*TUGAS DIBERIKAN 1*
Pilih lalu salin setiap baris catatan yang memuat kata "handrail".

MAKASSAR — Dari tepian Luwu yang tenang, lahirlah sosok yang kini menjadi kebanggaan dunia akademik Indonesia.
Prof. Dr. Thamrin Abduh, S.E., M.Si., resmi menyandang gelar Guru Besar dalam bidang Ilmu Ekonomi Pembangunan — sebuah pencapaian yang menegaskan kiprah dan dedikasinya selama lebih dari tiga dekade mengabdi di dunia pendidikan.
Pria kelahiran Bonepute, Kabupaten Luwu, 19 September 1964 ini adalah Wija To Luwu, putra daerah yang meniti jalan panjang dari kampung halaman menuju ruang-ruang akademik yang penuh tantangan.

*TUGAS DIBERIKAN 2*
Jawab pertanyaan berikut berdasarkan blok teks di atas.
(a) Dalam bidang ilmu apa Thamrin Abduh menyandang gelar Guru Besar?
(b) Sudah berapa lama ia mengabdi di dunia pendidikan?
(c) Di mana dan kapan ia lahir?

*DATA LATIHAN*
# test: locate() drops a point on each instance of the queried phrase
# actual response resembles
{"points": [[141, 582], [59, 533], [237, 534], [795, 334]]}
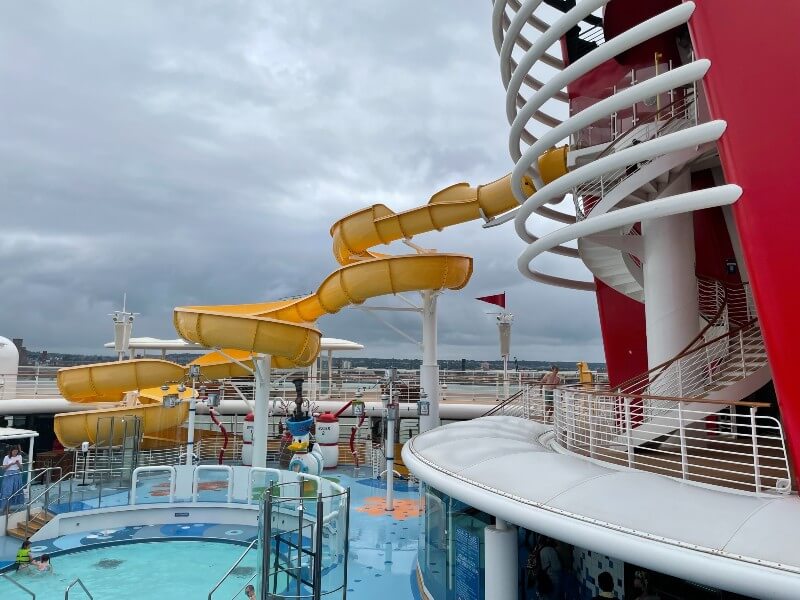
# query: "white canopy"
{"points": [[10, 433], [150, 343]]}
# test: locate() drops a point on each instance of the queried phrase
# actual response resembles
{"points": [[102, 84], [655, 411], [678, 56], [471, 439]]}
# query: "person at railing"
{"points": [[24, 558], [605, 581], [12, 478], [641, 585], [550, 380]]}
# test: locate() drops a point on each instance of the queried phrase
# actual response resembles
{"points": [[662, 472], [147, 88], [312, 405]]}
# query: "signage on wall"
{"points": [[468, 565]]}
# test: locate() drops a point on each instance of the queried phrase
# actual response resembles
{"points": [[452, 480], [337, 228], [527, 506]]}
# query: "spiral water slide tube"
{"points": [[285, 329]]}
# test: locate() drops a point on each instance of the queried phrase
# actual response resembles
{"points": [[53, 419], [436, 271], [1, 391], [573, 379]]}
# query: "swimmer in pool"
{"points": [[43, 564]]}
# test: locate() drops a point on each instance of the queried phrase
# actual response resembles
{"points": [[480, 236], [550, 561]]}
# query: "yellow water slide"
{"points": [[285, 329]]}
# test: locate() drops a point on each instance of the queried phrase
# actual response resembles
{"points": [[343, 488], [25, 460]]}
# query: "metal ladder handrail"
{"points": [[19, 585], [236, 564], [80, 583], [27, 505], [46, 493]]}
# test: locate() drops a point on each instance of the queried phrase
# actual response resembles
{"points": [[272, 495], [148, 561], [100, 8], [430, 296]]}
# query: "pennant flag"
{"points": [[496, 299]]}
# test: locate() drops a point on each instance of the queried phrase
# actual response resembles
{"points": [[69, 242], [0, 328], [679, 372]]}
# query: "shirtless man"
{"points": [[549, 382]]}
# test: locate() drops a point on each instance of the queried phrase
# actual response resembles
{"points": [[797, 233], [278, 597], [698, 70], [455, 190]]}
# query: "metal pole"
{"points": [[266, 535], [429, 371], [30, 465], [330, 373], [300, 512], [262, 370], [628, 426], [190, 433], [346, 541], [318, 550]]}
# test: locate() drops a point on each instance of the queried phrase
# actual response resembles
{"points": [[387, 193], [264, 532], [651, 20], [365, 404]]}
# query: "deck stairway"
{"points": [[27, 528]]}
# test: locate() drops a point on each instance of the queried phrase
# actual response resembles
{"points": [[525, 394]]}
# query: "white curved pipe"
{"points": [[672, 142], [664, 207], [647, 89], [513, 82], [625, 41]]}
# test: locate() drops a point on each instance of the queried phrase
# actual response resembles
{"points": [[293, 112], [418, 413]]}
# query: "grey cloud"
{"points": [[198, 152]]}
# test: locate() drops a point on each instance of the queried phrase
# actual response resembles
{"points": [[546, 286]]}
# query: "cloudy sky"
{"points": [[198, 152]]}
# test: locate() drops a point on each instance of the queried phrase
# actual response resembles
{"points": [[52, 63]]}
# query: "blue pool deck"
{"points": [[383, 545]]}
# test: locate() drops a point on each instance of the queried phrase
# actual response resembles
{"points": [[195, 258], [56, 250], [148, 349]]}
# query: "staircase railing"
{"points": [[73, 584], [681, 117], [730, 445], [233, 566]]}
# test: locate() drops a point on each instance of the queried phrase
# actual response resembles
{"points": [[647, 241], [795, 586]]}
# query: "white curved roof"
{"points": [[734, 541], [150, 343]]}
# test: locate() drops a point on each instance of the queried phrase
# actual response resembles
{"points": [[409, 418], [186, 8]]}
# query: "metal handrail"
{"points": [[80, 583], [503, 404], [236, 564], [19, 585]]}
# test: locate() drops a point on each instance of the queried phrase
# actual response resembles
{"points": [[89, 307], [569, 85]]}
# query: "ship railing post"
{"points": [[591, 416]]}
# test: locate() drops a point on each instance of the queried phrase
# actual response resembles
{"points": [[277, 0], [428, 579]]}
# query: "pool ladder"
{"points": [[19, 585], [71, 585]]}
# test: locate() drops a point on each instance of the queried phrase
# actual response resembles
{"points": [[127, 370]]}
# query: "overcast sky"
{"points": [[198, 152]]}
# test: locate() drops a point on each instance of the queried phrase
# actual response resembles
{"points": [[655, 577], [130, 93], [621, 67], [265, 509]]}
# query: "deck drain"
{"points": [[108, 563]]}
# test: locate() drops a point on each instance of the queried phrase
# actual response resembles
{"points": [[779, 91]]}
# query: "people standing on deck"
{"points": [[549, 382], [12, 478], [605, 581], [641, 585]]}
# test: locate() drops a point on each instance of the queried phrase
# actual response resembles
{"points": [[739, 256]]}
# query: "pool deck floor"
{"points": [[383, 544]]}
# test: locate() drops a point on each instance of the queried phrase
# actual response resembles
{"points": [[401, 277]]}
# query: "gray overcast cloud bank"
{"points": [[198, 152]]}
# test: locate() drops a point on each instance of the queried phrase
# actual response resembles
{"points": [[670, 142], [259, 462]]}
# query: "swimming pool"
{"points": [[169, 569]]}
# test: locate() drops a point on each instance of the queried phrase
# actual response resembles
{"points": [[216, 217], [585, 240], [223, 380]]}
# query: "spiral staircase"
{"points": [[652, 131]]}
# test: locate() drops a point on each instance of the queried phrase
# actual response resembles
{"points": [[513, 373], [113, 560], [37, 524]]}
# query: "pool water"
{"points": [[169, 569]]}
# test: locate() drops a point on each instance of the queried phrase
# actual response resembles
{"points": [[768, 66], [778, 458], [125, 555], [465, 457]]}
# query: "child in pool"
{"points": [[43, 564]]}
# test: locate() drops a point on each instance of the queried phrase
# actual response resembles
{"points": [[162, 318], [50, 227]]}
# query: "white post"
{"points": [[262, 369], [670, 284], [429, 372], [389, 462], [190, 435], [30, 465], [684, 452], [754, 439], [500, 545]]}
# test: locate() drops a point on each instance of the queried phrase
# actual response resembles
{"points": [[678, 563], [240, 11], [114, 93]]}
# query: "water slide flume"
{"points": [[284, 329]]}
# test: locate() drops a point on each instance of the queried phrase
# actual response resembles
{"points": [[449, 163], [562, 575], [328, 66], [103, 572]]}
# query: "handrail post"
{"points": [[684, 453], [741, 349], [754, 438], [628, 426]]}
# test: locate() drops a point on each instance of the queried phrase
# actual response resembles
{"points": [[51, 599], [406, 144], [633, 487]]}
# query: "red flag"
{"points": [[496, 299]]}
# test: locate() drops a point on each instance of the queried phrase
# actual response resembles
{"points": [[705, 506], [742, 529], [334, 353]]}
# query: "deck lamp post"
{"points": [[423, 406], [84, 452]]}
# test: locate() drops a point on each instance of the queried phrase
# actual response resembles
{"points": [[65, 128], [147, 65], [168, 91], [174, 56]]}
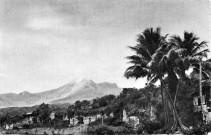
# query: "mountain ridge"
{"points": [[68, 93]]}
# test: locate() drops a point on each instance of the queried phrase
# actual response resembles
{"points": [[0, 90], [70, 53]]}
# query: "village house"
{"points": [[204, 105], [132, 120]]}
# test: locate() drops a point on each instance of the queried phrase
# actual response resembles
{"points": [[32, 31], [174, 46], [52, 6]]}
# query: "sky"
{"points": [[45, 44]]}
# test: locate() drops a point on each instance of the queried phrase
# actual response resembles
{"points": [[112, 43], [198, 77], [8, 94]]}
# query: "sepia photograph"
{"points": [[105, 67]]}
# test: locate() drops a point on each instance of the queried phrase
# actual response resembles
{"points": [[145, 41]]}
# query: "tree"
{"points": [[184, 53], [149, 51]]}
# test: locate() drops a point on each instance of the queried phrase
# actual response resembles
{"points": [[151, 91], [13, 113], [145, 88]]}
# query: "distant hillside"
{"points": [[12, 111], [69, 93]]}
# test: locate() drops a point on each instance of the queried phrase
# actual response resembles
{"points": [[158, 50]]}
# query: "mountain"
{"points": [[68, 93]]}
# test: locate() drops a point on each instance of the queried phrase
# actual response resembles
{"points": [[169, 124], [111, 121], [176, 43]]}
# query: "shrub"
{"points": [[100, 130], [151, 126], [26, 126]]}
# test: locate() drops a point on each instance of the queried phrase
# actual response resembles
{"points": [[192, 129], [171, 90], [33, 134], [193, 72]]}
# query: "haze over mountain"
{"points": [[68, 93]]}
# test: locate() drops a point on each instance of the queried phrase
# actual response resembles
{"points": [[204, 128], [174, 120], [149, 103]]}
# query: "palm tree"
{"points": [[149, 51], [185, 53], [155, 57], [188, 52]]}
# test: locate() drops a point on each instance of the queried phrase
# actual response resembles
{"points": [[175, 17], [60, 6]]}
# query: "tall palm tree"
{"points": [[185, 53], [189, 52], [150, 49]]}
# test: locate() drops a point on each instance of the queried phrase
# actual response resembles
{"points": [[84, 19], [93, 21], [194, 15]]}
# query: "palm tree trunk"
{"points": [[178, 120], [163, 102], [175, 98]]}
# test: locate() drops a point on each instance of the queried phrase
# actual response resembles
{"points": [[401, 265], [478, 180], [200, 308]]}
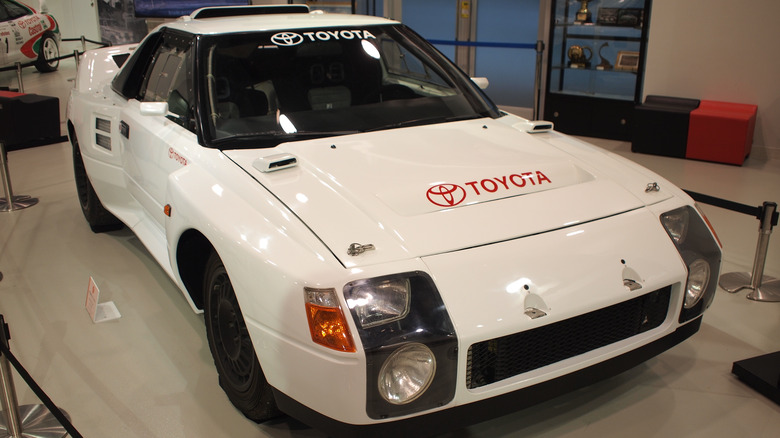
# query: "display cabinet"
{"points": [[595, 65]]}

*JAWABAN AKHIR 1*
# query: "metal ladder handrail"
# query: "metal handrail"
# query: "handrail post"

*JAWABAN AKHIR 2*
(a) Ilmu Ekonomi Pembangunan.
(b) Lebih dari tiga dekade.
(c) Di Bonepute, Kabupaten Luwu, pada 19 September 1964.